- **Work to do**: Please rewrite the part of the records that opens with the line containing "target: <item>pink shirt</item>" and closes with the line containing "41), (455, 44)]", changing "pink shirt" to "red shirt" and leaving everything else the same.

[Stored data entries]
....

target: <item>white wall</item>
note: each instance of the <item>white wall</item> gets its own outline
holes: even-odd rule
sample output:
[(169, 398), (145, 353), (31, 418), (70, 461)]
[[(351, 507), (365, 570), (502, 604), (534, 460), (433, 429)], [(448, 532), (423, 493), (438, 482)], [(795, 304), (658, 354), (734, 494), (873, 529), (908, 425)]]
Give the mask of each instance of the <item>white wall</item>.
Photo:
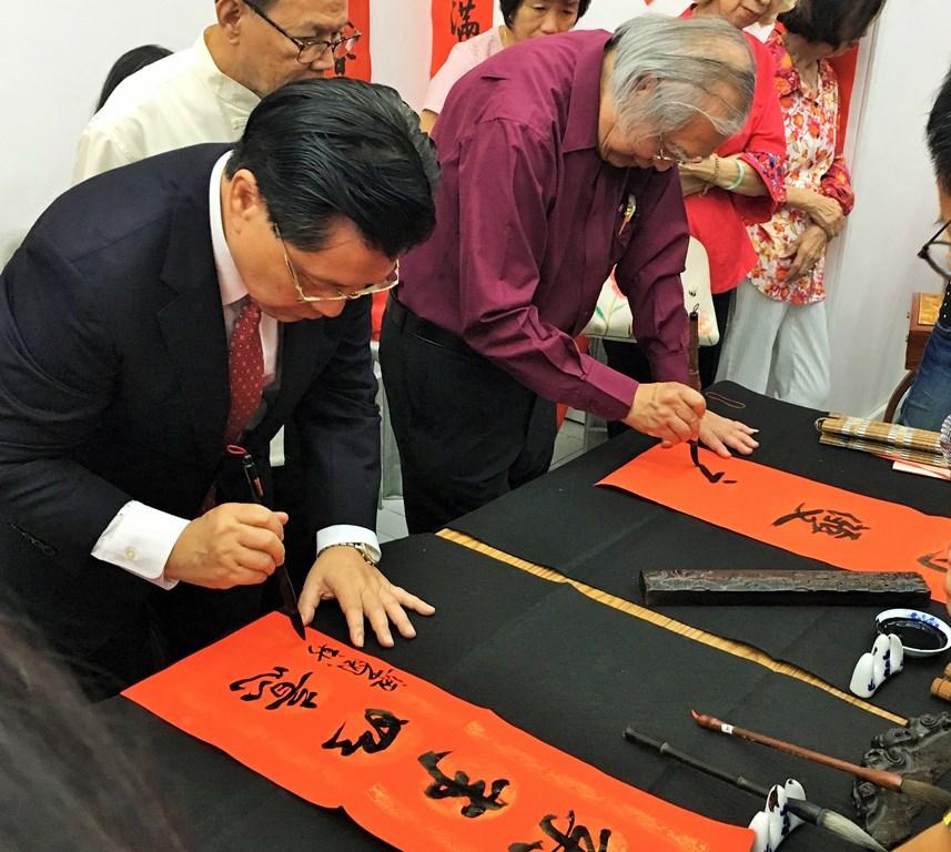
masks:
[(911, 293), (941, 285), (915, 254), (938, 215), (924, 125), (951, 65), (948, 0), (890, 0), (863, 59), (846, 151), (856, 209), (830, 257), (828, 304), (831, 407), (857, 414), (884, 406), (904, 372)]
[(185, 48), (213, 17), (212, 0), (3, 3), (0, 255), (69, 186), (75, 141), (112, 63), (139, 44)]

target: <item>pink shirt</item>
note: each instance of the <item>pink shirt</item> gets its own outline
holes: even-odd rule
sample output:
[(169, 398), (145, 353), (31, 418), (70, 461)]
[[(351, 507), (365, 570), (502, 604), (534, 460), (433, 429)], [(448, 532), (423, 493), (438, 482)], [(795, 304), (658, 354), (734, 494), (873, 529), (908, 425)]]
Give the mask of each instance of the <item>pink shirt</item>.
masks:
[(446, 57), (443, 67), (429, 81), (426, 89), (426, 98), (423, 100), (423, 109), (435, 112), (437, 115), (443, 111), (446, 95), (455, 85), (456, 80), (472, 71), (480, 62), (494, 57), (505, 45), (498, 37), (498, 27), (476, 36), (475, 38), (461, 41), (455, 44)]

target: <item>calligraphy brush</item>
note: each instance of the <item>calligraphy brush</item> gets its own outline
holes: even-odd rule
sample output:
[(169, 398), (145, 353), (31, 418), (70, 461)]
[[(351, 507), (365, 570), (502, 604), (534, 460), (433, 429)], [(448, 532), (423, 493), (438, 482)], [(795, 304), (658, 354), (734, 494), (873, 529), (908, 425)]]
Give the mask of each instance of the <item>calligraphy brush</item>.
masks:
[[(752, 793), (762, 800), (766, 800), (769, 797), (769, 791), (766, 788), (749, 781), (742, 775), (734, 775), (725, 769), (705, 763), (698, 758), (687, 754), (679, 749), (675, 749), (669, 742), (655, 740), (652, 737), (648, 737), (647, 734), (635, 730), (630, 726), (625, 729), (624, 736), (629, 742), (636, 742), (639, 746), (647, 746), (666, 758), (674, 758), (674, 760), (680, 761), (680, 763), (692, 767), (694, 769), (705, 772), (708, 775), (712, 775), (714, 778), (719, 778), (720, 781), (726, 781), (728, 784), (738, 787), (740, 790), (746, 790), (746, 792)], [(803, 822), (824, 829), (840, 840), (844, 840), (857, 846), (862, 846), (863, 849), (870, 849), (872, 852), (886, 852), (884, 846), (882, 846), (882, 844), (879, 843), (871, 834), (847, 816), (843, 816), (841, 813), (836, 813), (836, 811), (821, 808), (815, 802), (810, 802), (805, 799), (793, 799), (791, 797), (786, 800), (786, 809), (790, 813), (799, 816)]]
[(783, 742), (782, 740), (777, 740), (773, 737), (767, 737), (762, 733), (756, 733), (743, 728), (727, 724), (712, 716), (701, 716), (695, 710), (691, 710), (690, 712), (694, 714), (694, 719), (697, 721), (697, 724), (702, 726), (704, 728), (709, 728), (711, 731), (720, 731), (721, 733), (726, 733), (730, 737), (739, 737), (742, 740), (758, 742), (761, 746), (768, 746), (771, 749), (783, 751), (787, 754), (792, 754), (793, 757), (802, 758), (803, 760), (811, 760), (813, 763), (821, 763), (823, 767), (838, 769), (840, 772), (848, 772), (849, 774), (854, 775), (862, 781), (869, 781), (883, 790), (904, 793), (912, 799), (927, 802), (928, 804), (933, 804), (935, 808), (941, 808), (944, 811), (951, 809), (951, 793), (947, 790), (942, 790), (940, 787), (929, 784), (925, 781), (915, 781), (913, 778), (904, 778), (898, 772), (888, 772), (882, 769), (859, 767), (854, 763), (849, 763), (844, 760), (822, 754), (819, 751), (803, 749), (801, 746), (793, 746), (790, 742)]

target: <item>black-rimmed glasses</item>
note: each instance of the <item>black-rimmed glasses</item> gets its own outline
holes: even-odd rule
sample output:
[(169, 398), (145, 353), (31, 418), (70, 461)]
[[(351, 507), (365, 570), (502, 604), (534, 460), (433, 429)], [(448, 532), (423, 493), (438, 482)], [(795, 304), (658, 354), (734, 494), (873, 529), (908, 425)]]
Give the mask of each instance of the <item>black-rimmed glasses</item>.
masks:
[(948, 229), (949, 223), (945, 222), (938, 233), (921, 246), (918, 256), (942, 278), (951, 281), (951, 241), (940, 239), (944, 236)]
[(336, 287), (338, 292), (333, 296), (308, 295), (307, 293), (304, 293), (304, 288), (301, 286), (301, 280), (297, 277), (297, 271), (291, 262), (291, 255), (287, 254), (287, 244), (284, 242), (284, 237), (281, 236), (281, 231), (277, 225), (274, 225), (274, 236), (281, 241), (281, 247), (284, 250), (284, 263), (287, 266), (291, 281), (294, 282), (294, 287), (297, 291), (299, 302), (352, 302), (361, 296), (372, 296), (374, 293), (385, 293), (387, 290), (393, 290), (393, 287), (399, 283), (399, 264), (397, 263), (396, 268), (394, 268), (393, 272), (386, 276), (386, 281), (381, 284), (371, 284), (370, 286), (363, 287), (363, 290), (357, 290), (353, 293), (344, 293), (340, 287)]
[(360, 30), (348, 23), (347, 30), (331, 41), (326, 41), (325, 39), (299, 39), (296, 36), (287, 32), (280, 23), (272, 21), (256, 3), (251, 3), (249, 0), (244, 0), (244, 2), (254, 10), (255, 14), (259, 14), (285, 39), (293, 42), (294, 47), (297, 48), (297, 62), (302, 65), (310, 65), (313, 62), (317, 62), (328, 50), (333, 52), (335, 60), (343, 59), (353, 51), (356, 42), (360, 41), (360, 37), (363, 36)]

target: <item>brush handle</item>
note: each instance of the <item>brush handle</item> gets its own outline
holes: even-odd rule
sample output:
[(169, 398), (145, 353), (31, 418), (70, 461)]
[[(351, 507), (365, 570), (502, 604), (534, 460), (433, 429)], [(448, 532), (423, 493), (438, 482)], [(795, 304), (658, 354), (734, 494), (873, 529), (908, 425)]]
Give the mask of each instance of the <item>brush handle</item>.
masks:
[(748, 793), (758, 795), (761, 799), (766, 799), (768, 794), (768, 791), (765, 788), (755, 784), (752, 781), (748, 781), (742, 775), (734, 775), (718, 767), (705, 763), (702, 760), (674, 748), (669, 742), (655, 740), (652, 737), (648, 737), (646, 733), (641, 733), (631, 727), (628, 727), (625, 730), (624, 736), (629, 742), (636, 742), (639, 746), (647, 746), (648, 748), (660, 752), (665, 757), (674, 758), (674, 760), (677, 760), (685, 765), (691, 767), (692, 769), (704, 772), (707, 775), (711, 775), (712, 778), (719, 778), (720, 781), (726, 781), (728, 784), (738, 787), (740, 790), (746, 790)]
[(838, 769), (840, 772), (848, 772), (849, 774), (854, 775), (856, 778), (861, 778), (863, 781), (870, 781), (876, 787), (881, 787), (884, 790), (894, 790), (896, 792), (902, 791), (902, 778), (897, 772), (886, 772), (884, 770), (880, 769), (868, 769), (867, 767), (859, 767), (856, 763), (849, 763), (846, 760), (832, 758), (828, 754), (823, 754), (820, 751), (803, 749), (801, 746), (795, 746), (791, 742), (778, 740), (775, 737), (767, 737), (762, 733), (748, 731), (745, 728), (737, 728), (736, 726), (727, 724), (726, 722), (721, 722), (714, 716), (694, 713), (694, 719), (696, 719), (697, 724), (704, 728), (709, 728), (711, 731), (720, 731), (721, 733), (726, 733), (730, 737), (739, 737), (742, 740), (757, 742), (760, 746), (768, 746), (771, 749), (786, 752), (787, 754), (792, 754), (796, 758), (811, 760), (813, 763), (821, 763), (824, 767)]
[[(665, 757), (674, 758), (674, 760), (696, 769), (704, 774), (710, 775), (711, 778), (718, 778), (720, 781), (726, 781), (728, 784), (732, 784), (740, 790), (745, 790), (759, 799), (766, 800), (769, 797), (769, 790), (765, 787), (753, 783), (743, 775), (734, 775), (718, 767), (705, 763), (702, 760), (674, 748), (669, 742), (655, 740), (652, 737), (648, 737), (646, 733), (641, 733), (631, 727), (628, 727), (625, 730), (624, 736), (629, 742), (636, 742), (639, 746), (647, 746), (648, 748), (660, 752), (660, 754)], [(787, 799), (786, 805), (790, 813), (795, 813), (801, 820), (805, 820), (812, 825), (819, 824), (819, 820), (824, 810), (815, 802), (809, 802), (805, 799)]]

....

- **Exercise result**:
target: <item>red shirt</item>
note: each instance of the <item>red shirt</item> gets its own outline
holes: even-odd rule
sample output:
[(169, 398), (145, 353), (31, 418), (70, 461)]
[[(351, 507), (365, 570), (502, 604), (534, 460), (433, 429)], [(448, 532), (423, 493), (438, 482)], [(795, 304), (658, 354), (734, 494), (873, 529), (908, 425)]]
Give the mask of each instance of the <item>red shirt</item>.
masks:
[(446, 57), (443, 67), (429, 81), (426, 89), (426, 98), (423, 100), (423, 109), (435, 112), (437, 115), (443, 111), (446, 95), (455, 85), (456, 80), (472, 71), (480, 62), (494, 57), (505, 45), (498, 37), (498, 27), (476, 36), (475, 38), (461, 41), (455, 44)]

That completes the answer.